▸ Data shown
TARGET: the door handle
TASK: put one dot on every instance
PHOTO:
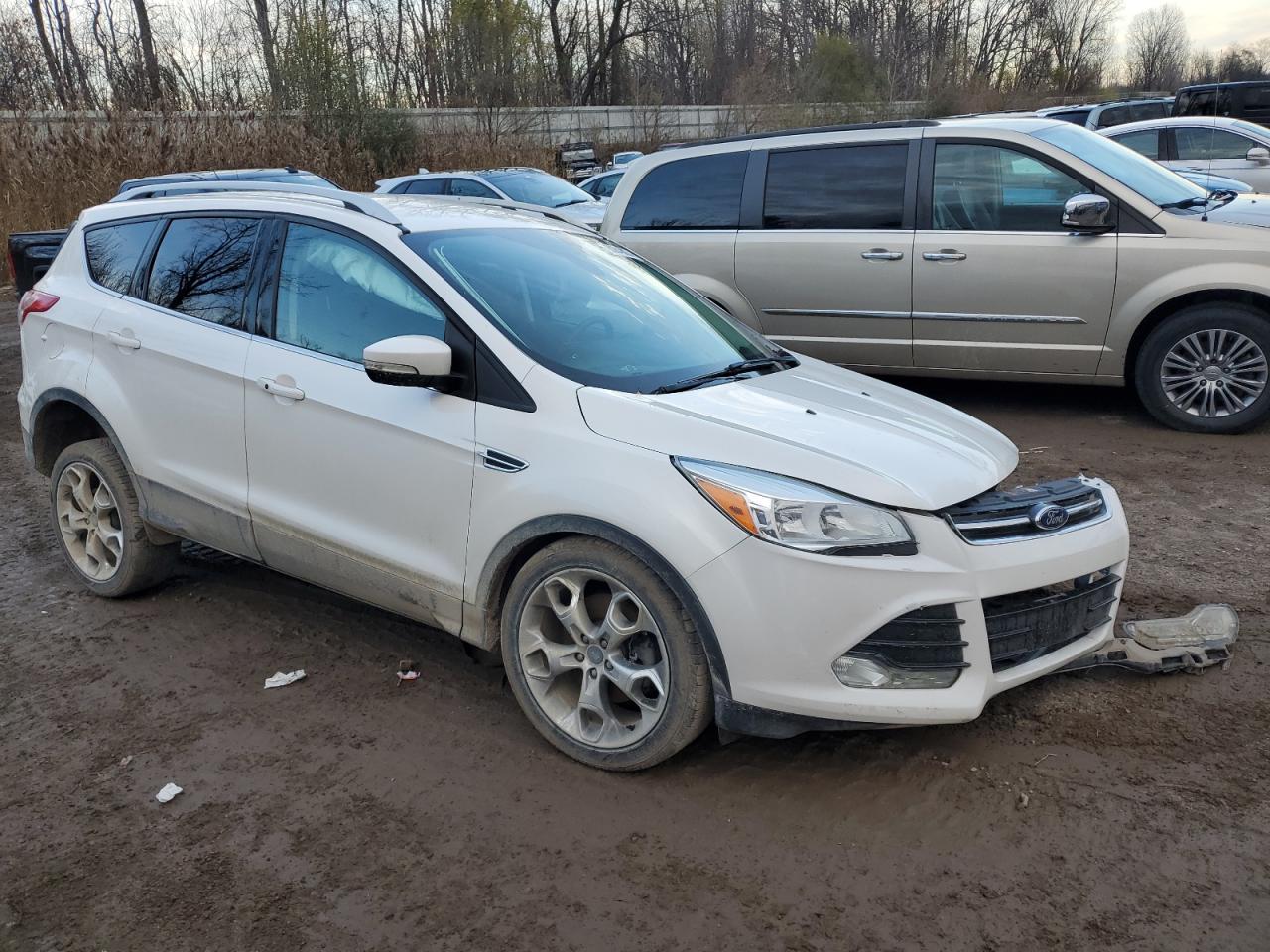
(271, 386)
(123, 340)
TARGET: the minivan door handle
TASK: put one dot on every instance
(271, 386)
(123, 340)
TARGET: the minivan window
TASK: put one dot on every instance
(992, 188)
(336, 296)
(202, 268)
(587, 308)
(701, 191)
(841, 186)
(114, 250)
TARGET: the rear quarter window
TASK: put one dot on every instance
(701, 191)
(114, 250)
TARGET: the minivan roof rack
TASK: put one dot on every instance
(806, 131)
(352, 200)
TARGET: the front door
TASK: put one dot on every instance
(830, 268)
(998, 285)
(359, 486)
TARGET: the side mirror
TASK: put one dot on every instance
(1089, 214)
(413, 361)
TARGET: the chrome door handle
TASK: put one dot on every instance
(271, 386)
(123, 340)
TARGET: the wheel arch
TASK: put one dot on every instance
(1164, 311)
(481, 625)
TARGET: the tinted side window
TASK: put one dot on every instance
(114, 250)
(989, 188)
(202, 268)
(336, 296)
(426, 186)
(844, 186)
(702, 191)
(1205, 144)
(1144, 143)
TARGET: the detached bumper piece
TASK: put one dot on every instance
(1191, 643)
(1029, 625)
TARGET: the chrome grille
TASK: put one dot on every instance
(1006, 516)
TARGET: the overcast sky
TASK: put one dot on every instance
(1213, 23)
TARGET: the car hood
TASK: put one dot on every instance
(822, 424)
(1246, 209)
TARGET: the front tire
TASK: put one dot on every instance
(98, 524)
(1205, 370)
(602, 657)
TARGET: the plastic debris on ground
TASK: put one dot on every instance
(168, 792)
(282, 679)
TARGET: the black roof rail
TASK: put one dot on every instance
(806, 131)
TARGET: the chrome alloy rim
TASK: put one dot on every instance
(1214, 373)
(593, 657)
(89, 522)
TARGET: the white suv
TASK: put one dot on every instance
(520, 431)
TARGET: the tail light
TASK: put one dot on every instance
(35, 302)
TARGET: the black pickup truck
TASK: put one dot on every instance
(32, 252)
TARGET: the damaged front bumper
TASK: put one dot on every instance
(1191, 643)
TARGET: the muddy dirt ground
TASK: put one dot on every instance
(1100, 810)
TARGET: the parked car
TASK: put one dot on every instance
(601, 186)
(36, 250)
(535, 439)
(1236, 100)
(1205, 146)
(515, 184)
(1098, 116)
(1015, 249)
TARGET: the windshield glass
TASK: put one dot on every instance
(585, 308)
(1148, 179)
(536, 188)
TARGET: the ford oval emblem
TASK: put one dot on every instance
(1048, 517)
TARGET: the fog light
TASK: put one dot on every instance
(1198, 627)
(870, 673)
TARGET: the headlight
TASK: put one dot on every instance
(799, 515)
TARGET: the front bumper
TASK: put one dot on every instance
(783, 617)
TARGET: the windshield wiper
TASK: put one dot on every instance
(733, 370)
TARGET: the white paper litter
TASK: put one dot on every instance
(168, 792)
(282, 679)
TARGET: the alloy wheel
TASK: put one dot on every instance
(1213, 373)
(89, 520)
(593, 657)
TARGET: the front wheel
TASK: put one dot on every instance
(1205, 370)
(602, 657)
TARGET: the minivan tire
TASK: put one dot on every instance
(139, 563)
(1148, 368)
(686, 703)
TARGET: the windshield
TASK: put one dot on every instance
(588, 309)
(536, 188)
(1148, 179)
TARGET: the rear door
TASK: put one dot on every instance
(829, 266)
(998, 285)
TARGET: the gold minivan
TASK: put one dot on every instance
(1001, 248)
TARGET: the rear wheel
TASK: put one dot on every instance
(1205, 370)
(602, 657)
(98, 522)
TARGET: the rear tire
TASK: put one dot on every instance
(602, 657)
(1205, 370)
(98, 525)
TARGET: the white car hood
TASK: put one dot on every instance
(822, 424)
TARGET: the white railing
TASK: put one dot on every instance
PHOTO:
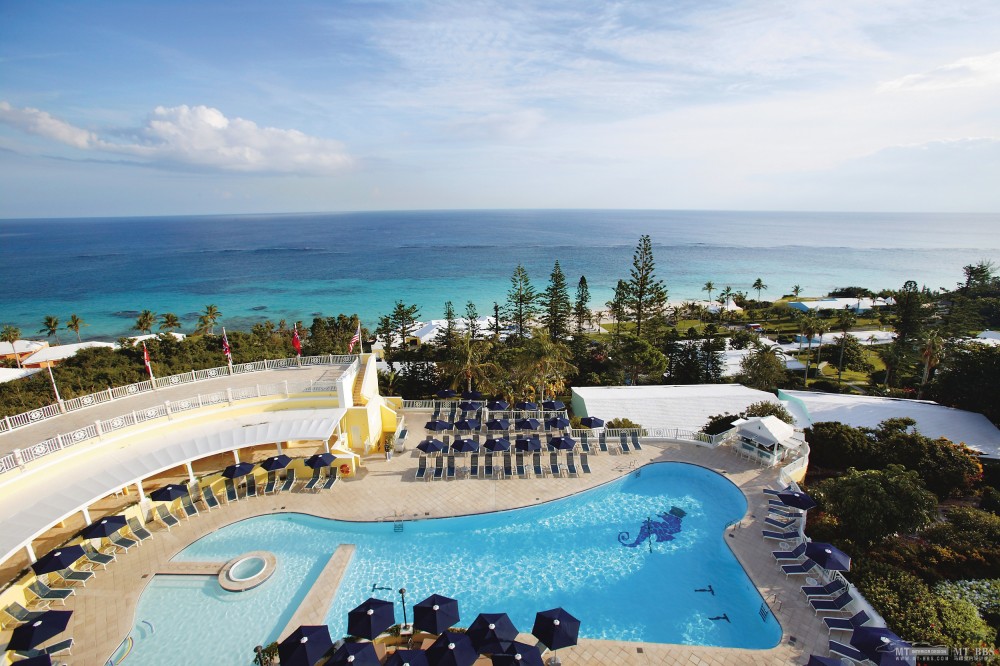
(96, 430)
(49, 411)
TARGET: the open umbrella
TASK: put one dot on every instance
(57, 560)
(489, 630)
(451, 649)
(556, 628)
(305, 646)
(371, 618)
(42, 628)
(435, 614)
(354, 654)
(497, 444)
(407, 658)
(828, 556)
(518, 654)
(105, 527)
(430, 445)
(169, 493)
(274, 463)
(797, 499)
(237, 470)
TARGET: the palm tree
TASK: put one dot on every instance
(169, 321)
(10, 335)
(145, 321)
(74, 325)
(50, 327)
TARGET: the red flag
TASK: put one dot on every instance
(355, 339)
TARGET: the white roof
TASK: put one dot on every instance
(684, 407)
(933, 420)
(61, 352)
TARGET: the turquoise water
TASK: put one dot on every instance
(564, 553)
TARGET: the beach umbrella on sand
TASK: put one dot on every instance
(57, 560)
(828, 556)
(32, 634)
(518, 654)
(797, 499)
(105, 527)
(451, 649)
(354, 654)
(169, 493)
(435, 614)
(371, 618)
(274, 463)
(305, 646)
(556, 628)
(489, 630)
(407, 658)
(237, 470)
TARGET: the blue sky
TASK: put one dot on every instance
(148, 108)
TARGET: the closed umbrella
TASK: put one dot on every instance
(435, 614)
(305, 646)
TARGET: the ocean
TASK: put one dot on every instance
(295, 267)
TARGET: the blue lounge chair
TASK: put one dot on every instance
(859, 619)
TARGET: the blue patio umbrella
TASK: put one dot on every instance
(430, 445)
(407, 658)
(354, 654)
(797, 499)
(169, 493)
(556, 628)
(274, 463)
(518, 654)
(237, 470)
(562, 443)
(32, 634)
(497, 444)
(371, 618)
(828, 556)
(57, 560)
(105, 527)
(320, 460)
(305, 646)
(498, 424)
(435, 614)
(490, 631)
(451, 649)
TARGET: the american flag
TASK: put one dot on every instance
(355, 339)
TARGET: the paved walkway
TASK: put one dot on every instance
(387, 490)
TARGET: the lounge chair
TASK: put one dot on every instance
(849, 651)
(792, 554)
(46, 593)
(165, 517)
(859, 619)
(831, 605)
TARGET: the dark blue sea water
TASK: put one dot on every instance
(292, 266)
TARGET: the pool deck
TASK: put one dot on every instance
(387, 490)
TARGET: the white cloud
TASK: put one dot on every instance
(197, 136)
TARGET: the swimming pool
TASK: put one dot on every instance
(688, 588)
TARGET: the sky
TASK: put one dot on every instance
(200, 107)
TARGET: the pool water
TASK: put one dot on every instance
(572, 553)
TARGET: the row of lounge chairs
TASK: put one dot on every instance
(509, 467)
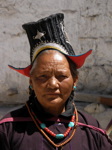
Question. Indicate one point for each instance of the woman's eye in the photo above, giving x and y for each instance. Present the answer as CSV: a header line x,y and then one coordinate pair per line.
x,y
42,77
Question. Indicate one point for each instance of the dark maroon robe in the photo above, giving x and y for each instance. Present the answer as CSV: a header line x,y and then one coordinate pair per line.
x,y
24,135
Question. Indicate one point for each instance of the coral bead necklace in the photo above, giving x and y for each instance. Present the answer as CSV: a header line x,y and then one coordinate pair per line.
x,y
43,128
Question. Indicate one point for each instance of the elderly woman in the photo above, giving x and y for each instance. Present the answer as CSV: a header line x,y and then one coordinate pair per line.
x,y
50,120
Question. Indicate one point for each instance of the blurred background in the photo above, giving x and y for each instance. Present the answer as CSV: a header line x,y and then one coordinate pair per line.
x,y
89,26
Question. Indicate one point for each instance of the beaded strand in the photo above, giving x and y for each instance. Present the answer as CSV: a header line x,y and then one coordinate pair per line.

▸ Problem requirements
Within the records above, how many lines include the word "black"? State the number by itself.

▸ Expected answer
2